= Data listing =
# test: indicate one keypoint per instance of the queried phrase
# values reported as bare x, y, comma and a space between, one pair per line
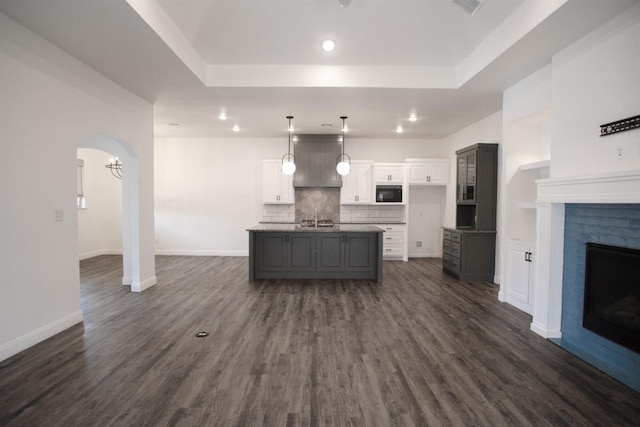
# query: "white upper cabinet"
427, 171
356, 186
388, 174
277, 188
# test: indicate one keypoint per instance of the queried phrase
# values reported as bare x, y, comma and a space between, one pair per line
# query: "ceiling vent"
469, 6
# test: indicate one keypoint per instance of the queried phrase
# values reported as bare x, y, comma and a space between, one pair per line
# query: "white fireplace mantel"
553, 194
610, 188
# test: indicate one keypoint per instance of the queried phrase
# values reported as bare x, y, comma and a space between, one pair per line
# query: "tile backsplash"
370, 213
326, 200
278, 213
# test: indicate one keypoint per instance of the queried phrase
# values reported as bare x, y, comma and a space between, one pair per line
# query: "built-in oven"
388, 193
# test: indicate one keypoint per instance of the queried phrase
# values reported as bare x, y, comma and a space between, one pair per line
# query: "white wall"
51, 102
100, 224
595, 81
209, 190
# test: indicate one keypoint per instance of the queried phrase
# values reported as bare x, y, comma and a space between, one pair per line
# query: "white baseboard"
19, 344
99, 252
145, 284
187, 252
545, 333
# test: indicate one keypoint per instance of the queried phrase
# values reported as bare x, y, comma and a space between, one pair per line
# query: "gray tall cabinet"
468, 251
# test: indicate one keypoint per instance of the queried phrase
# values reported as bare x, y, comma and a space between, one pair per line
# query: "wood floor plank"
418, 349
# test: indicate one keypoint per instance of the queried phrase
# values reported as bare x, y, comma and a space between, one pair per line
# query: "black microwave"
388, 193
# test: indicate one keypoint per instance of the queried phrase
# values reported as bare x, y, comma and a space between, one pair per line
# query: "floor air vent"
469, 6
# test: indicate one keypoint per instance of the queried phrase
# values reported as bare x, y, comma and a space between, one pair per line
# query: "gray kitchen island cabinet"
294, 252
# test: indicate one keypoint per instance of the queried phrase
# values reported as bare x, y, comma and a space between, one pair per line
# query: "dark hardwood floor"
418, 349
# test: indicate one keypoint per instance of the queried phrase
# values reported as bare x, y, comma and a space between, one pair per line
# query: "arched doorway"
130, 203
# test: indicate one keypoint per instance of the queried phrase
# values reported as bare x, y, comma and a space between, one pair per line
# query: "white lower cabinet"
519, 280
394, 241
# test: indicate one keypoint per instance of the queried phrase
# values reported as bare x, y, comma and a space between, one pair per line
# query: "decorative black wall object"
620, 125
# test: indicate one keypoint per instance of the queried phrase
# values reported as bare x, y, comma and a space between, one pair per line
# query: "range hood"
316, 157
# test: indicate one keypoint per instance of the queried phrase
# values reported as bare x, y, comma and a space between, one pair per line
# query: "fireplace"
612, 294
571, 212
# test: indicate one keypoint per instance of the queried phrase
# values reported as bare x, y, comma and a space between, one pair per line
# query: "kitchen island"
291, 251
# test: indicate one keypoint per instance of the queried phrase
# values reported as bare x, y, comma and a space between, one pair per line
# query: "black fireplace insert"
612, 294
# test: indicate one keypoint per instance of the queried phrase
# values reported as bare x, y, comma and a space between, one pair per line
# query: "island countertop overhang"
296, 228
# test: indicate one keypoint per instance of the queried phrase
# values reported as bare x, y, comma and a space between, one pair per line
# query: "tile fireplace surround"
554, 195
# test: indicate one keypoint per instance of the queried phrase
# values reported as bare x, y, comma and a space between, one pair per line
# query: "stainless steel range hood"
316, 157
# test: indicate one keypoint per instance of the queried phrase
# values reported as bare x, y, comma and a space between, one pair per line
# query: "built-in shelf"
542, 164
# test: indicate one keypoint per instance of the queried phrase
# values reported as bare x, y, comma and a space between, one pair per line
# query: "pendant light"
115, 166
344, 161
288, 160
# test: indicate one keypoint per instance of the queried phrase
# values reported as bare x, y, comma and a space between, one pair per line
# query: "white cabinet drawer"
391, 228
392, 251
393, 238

==

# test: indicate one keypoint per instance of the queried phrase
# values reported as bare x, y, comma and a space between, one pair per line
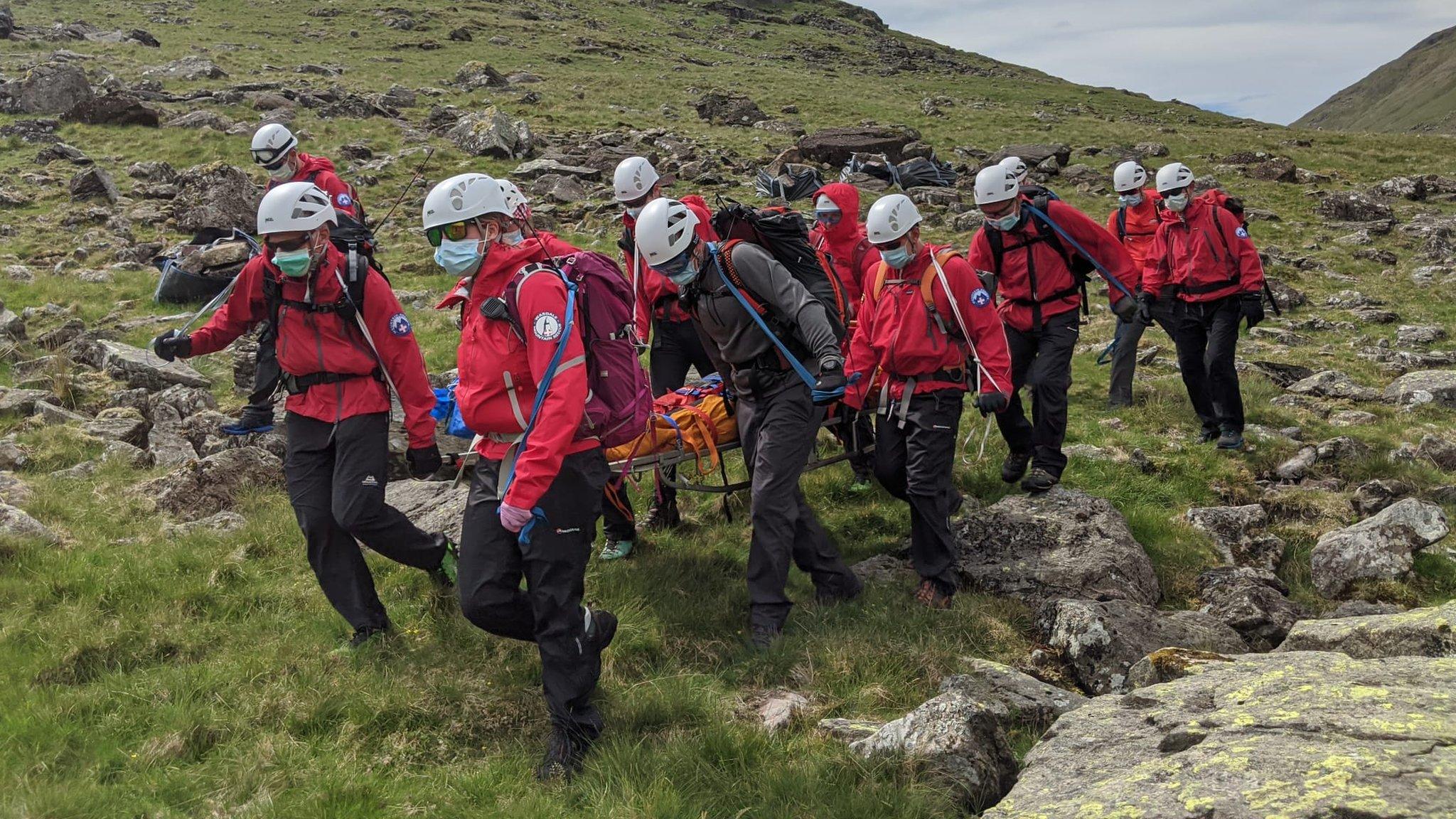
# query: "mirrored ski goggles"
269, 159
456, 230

= Objective =
Identify every line above that contains the word "kitchen", and copy each one.

= Exercise answer =
# query: "gray kitchen island cabinet"
# query: "kitchen island"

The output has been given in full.